--- start of Material ---

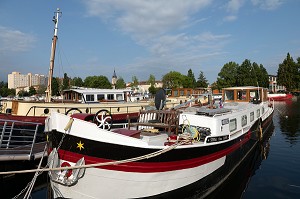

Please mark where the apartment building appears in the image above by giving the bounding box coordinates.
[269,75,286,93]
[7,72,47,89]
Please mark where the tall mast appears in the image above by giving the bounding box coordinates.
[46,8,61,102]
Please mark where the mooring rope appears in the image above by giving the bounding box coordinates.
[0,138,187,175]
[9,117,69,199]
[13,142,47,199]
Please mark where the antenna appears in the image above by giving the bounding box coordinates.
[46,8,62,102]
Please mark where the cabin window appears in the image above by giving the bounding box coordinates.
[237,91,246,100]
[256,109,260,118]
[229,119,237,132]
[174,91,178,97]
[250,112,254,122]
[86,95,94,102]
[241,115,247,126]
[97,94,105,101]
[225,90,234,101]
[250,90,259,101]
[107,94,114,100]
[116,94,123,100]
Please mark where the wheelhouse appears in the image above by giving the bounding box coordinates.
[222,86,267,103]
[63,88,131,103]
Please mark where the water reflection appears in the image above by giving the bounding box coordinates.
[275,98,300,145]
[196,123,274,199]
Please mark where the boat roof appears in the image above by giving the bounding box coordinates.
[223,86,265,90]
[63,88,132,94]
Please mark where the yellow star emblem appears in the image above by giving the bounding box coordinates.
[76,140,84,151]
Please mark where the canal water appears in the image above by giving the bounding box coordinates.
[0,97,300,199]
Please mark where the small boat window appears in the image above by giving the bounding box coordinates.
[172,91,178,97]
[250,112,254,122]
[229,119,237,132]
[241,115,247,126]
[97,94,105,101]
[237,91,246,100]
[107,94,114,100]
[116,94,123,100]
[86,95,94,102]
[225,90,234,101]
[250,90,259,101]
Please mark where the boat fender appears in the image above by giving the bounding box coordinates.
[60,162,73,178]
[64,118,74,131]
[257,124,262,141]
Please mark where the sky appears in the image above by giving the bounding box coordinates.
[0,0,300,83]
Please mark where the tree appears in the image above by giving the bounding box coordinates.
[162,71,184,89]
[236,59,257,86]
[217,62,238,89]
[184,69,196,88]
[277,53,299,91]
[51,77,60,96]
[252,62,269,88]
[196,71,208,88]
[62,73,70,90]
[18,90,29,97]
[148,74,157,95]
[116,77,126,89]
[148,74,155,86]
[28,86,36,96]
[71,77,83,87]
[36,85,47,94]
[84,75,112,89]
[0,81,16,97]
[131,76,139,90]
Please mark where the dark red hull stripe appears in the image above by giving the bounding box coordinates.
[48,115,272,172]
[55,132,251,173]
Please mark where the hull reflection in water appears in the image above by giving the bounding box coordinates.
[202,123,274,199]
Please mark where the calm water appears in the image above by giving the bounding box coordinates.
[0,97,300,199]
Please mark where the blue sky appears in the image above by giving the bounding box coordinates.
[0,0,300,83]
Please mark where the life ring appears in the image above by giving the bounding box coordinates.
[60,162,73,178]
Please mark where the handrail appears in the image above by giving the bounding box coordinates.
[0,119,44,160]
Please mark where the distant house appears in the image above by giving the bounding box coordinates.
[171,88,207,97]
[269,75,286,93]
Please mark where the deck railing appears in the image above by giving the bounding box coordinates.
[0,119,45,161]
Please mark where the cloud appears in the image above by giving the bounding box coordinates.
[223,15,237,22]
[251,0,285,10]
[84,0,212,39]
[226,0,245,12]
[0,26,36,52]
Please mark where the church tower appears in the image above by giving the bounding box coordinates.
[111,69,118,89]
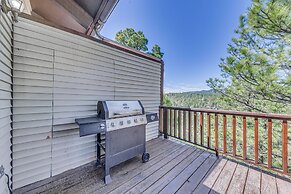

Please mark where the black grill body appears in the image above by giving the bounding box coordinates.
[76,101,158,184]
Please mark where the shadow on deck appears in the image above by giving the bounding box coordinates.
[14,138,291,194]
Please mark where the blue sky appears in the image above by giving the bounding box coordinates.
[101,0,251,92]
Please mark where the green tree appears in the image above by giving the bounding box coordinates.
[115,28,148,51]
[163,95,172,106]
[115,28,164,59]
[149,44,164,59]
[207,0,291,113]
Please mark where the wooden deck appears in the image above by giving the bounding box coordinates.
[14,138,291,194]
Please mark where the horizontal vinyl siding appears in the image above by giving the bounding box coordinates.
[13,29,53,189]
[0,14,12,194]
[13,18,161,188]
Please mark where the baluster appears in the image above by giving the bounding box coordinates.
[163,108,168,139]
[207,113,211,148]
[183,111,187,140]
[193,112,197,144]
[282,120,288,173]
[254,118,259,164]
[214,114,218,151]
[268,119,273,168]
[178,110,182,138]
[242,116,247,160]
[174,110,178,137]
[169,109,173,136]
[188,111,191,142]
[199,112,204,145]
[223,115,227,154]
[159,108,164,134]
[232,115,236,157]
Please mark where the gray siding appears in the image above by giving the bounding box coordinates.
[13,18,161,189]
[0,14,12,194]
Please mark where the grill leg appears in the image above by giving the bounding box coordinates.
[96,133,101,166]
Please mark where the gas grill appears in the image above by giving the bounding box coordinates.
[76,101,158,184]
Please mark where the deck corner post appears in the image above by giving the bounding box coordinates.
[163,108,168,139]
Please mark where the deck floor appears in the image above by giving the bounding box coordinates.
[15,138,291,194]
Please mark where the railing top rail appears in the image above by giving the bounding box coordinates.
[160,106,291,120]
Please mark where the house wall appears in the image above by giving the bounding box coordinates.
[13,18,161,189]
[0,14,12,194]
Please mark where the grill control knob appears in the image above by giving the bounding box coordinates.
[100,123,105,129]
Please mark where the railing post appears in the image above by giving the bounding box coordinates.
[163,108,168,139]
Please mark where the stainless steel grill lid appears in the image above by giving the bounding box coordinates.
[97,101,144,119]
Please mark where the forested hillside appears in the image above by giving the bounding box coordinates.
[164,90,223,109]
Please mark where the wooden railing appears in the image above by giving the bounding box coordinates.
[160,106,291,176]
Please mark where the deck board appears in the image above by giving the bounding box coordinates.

--- end of Material ---
--- start of Material ---

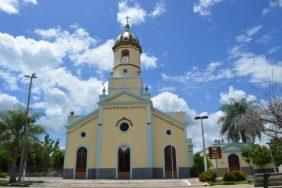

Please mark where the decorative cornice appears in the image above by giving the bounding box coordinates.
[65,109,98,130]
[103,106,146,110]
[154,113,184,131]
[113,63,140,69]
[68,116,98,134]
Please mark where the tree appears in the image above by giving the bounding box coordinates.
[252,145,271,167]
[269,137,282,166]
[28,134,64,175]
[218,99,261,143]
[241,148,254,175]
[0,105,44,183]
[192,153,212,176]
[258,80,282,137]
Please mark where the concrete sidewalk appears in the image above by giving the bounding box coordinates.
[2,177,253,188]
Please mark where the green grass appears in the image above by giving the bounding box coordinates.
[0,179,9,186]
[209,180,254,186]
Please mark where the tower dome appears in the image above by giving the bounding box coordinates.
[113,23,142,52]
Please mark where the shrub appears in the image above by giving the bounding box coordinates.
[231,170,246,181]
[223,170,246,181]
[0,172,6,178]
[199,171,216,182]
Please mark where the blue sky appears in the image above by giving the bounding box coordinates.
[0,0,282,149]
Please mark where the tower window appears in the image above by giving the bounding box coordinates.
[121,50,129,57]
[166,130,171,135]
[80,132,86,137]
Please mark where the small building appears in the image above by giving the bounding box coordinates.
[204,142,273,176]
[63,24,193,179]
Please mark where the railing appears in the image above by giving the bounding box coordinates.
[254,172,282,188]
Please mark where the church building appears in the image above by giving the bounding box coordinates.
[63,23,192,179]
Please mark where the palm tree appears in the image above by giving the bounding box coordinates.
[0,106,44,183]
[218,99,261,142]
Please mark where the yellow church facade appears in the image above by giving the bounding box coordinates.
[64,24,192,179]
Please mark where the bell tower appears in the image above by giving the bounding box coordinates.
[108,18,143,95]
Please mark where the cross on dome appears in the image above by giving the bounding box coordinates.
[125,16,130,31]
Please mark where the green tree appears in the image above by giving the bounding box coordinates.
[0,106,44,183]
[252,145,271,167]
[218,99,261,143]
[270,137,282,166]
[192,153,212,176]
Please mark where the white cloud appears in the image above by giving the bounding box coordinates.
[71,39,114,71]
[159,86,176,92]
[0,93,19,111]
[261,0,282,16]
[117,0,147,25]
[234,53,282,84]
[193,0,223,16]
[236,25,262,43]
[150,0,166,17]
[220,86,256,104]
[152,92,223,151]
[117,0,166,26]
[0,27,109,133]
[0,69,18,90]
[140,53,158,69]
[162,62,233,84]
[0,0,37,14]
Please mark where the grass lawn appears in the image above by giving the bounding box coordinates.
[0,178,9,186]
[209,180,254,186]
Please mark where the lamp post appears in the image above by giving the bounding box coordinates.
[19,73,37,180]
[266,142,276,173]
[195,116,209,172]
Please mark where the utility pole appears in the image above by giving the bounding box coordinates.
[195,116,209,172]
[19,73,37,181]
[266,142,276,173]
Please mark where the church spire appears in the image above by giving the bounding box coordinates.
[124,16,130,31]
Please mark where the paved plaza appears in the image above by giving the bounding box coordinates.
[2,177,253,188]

--- end of Material ---

*What you are asked to do*. Print the lines from the one containing "Please mark where the concrete" through the one containing "[80,132,86,137]", inclusive, with no changes.

*Full response*.
Please mark where the concrete sidewalk appears in the image above by giving the bounding box coordinates.
[2,177,253,188]
Please mark where the green grass appears in the image above by giving the bounding box coordinates.
[0,179,9,186]
[209,180,254,186]
Please mark where the tower dome appears in the image above by giving the bounding box coordinates.
[113,23,142,52]
Please mark where the shrub appears in the image above by giving the bounding box coordinates.
[231,170,246,181]
[223,170,246,181]
[0,172,6,178]
[199,171,216,182]
Please mark where the blue sky appears in the image above by giving the bounding box coordinates.
[0,0,282,149]
Please mark where the tower window appears in the image above by giving the bounding box coordinates.
[121,50,129,57]
[166,130,171,135]
[80,132,86,137]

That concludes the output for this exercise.